Without the pictures, set down every line of the data exactly.

# # #

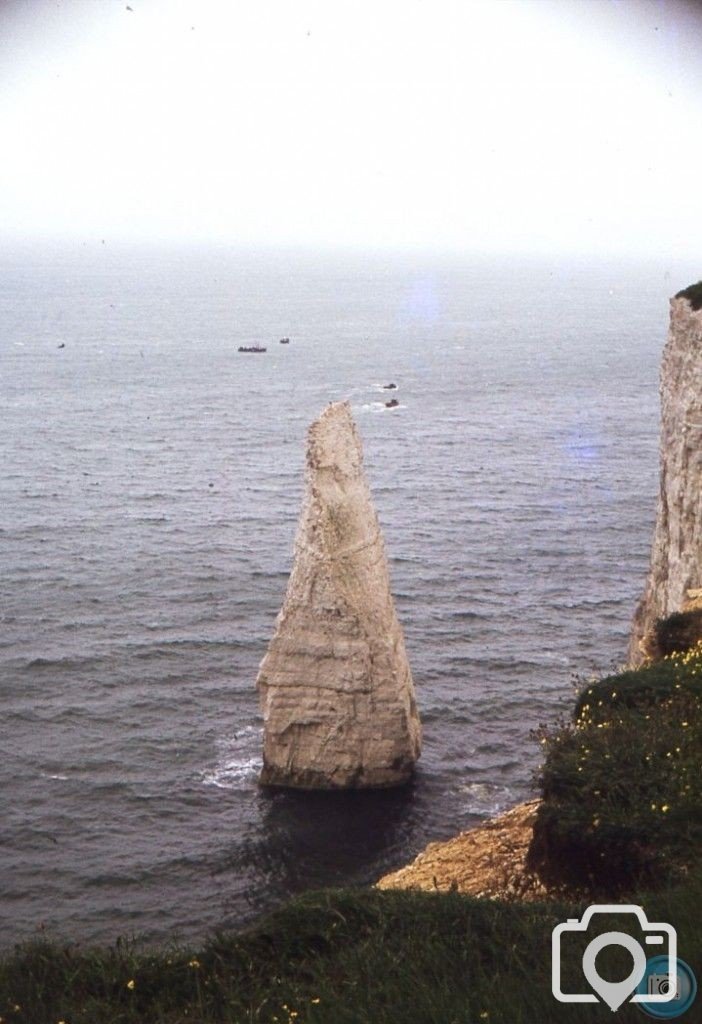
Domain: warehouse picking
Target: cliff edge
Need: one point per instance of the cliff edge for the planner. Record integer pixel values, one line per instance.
(675, 570)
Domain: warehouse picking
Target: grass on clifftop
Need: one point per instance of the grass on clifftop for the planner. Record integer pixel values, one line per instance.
(338, 957)
(621, 785)
(621, 814)
(693, 293)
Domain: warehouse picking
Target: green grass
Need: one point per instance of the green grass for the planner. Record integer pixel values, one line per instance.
(621, 785)
(621, 816)
(336, 957)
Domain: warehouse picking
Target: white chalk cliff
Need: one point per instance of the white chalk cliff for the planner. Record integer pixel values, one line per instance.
(336, 688)
(675, 572)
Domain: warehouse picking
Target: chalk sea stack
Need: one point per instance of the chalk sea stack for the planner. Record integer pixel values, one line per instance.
(336, 688)
(675, 574)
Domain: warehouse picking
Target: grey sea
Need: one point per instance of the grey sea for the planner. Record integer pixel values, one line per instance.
(150, 481)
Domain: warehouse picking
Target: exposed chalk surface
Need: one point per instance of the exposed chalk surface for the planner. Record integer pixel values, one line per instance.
(336, 688)
(675, 571)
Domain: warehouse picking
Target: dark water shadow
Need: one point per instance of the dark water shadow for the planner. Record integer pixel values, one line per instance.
(310, 840)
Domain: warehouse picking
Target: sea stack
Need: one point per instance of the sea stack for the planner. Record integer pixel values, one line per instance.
(675, 572)
(336, 688)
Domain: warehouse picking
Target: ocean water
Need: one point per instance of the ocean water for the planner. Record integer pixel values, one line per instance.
(150, 482)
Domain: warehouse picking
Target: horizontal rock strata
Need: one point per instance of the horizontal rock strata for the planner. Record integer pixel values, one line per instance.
(675, 573)
(336, 688)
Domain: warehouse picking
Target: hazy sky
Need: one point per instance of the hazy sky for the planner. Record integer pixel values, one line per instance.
(510, 126)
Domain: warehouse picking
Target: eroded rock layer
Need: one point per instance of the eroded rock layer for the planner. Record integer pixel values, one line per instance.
(336, 688)
(675, 572)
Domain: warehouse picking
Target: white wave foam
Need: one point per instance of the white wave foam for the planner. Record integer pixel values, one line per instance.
(486, 798)
(238, 763)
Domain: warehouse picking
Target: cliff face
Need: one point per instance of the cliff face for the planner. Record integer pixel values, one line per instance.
(676, 554)
(336, 689)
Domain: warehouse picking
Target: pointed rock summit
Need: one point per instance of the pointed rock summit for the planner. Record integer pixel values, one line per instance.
(336, 689)
(675, 574)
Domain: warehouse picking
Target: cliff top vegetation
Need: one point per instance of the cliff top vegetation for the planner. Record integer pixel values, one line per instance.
(693, 293)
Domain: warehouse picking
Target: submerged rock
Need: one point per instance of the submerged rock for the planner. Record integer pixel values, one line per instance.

# # #

ANSWER TO THE TASK >>
Domain: warehouse picking
Target: cliff edge
Need: one point per instance of the cliff edge for the planner. Record integer pixel values, one line per instance.
(675, 570)
Domain: warehouse picking
Target: grass on clifftop
Need: one point per instance of the grass on clifftop for the planner. Record integer pixel values, one line per instance.
(338, 957)
(621, 785)
(621, 814)
(693, 293)
Domain: warehouse picking
Target: green grass
Need: one point per instance of the green grass for the planner. Record integer pixel values, one line per instance.
(621, 785)
(621, 816)
(336, 957)
Domain: warehouse picking
Target: white chalk cliff
Need: one point per instance of the white chalk cliff for the planner. Record integer pixel values, one line per instance.
(336, 688)
(675, 572)
Domain: warehouse picking
Target: chalk sea stack
Need: one point per instance of the chalk sea stack for the planner. Record integer pixel values, one line per instance.
(336, 688)
(675, 574)
Domain: warehouse picking
Target: grey sea
Need: one point per instance of the grey sea for the planner. Record integer pixel values, one line per instance.
(150, 481)
Domain: warehouse picking
Target: exposed chalk surface
Need: one point per instance of the exposed chalk surface for the planner. Record integer pixel values, one line per instance.
(336, 688)
(675, 571)
Domain: warehouse picking
Target: dark water shadow
Need: one point per instance of the dark water shadow for the planner. Record integer pixel values, one line per instance.
(310, 840)
Domain: warehouse picking
Target: sea stack
Need: one point per instance of the sea stack for the planner. Record integer pixel values, one line per instance.
(675, 572)
(336, 688)
Domain: warehouse picking
Target: ocean water
Need: one point per instance of the ocean water for the planner. Record integer pixel values, one line per instance.
(150, 482)
Domain: warehouse picking
Target: horizontal rock strata
Need: one point per instance of the horizontal rock strata for the planner. Record integer pixel values, one line per instance.
(675, 573)
(336, 688)
Domain: warehouse picking
Target: hazy sky
Need: one point per instance of the hazy sky for the planner. Record integer pixel values, one line per instance.
(510, 126)
Domain: warehouse picking
Target: eroded rock layer
Need: one point per instance of the eroded rock layer for the planner. Record integer pixel values, one line per instance.
(336, 688)
(675, 572)
Domain: warehouse picking
Target: white wave foam
Need: one point per instance of the white wave foam for the planner. Record integer pixel values, one line per instance.
(486, 798)
(238, 763)
Domain: warehouse picking
Target: cliff face
Need: one point per instance of the cliff face for the planner. Record integer pixel values, one line per instance.
(676, 554)
(336, 689)
Domain: warehouse picking
Target: pointed rock summit
Need: one point per instance of the pointed rock summit for the planner. Record integer pixel values, one line per instance.
(336, 689)
(675, 574)
Domain: warehouse picking
Target: cliff top vegetation
Need: one point per instance of the cliff top vegetation for the planner. Record integer pixel values, one line per instance.
(693, 293)
Domain: warehouse picking
Target: submerged rock
Need: one point per instance of the submerged rock for the planner. Record integer pixel values, one line per instance.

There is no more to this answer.